··· Übungstext

Gefühle brauchen keinen Grund, allenfalls Anlässe.
Häufig nehmen wir Gefühle bei uns oder bei anderen Menschen wahr, für die wir keine direkte Erklärung finden. Manchmal können ganz unerwartet Anlässe dafür sorgen, dass sich Gefühle einstellen: ein Geruch, eine bestimmte Körperhaltung, eine beiläufige Bemerkung, ein Gefühl auf der Haut. Unser limbisches System arbeitet mit dem Moment seiner Entstehung für uns an einer Art inneren lebendigen Bibliothek, in der Erlebnisse mit Gefühlen fest verbunden wurden und sicher und zuverlässig abgelegt sind. Nun wartet der Inhalt dieser Bibliothek aber nicht darauf, mit einem bestimmten Auftrag bewusst angesteuert zu werden. Sondern, wenn das System durch einen Reiz im Hier und Heute an etwas ähnliches erinnert wird, macht sich das Muster aus der Bibliothek selbstständig auf den Weg zum Tresen und zeigt sich. Manchmal leise, elegant und zaghaft. Manchmal mit einer Wucht, die uns selbst überrascht. Dann entstehen bei allen Beteiligten Fragezeichen.

······
··· Gesammelte Angaben

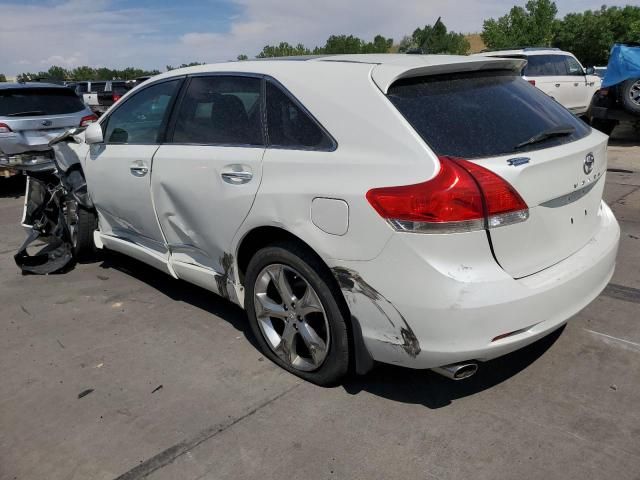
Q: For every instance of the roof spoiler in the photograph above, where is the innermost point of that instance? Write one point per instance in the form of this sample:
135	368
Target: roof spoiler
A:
385	75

······

Deine Aufgabe:
Schreib den Text über Gefühle und ihre Anlässe weiter, und zwar ab seinem letzten Satz.

Deine Antwort:
Nicht selten nehmen Menschen diese Gefühle, die sich nicht vornehm durch einen Grund erklären, bei sich und bei anderen nicht ernst. Häufig ist die Reaktion, diese Erinnerungen „weghaben“ zu wollen. Besonders bedeutsam ist das im Umgang mit Kindern, die für eine gesunde Entwicklung so sehr darauf angewiesen sind, in ihrem Gefühlserleben ernst genommen und begleitet zu werden. Geschieht diese Resonanzlosigkeit bei Erwachsenen, werden diese auf gut gelernte Coping-Muster zurückgreifen. Das Gefühl der Scham, das entsteht, wenn wir für unsere Gefühle keine Resonanz erfahren, wird dafür sorgen, dass wir alles daransetzen, dass Gefühle nicht mehr zum Ausdruck kommen. Und wenn es keinen Ausdruck mehr geben darf, wächst der Innendruck. Was dann passiert, haben wir beim Wasserball gesehen.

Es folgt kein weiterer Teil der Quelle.